-------- SOURCE MATERIAL --------
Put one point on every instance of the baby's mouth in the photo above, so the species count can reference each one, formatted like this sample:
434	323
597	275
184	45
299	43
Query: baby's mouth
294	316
--------
**EXERCISE INSTRUCTIONS:** Every record must be retyped so that it matches the original exactly.

**OUTPUT FOR THIS EXERCISE:**
Put one point on every instance of the baby's mouth in the photo above, so the species count can reference each one, formatted like this sample:
434	323
597	275
184	45
299	43
Query: baby's mouth
294	316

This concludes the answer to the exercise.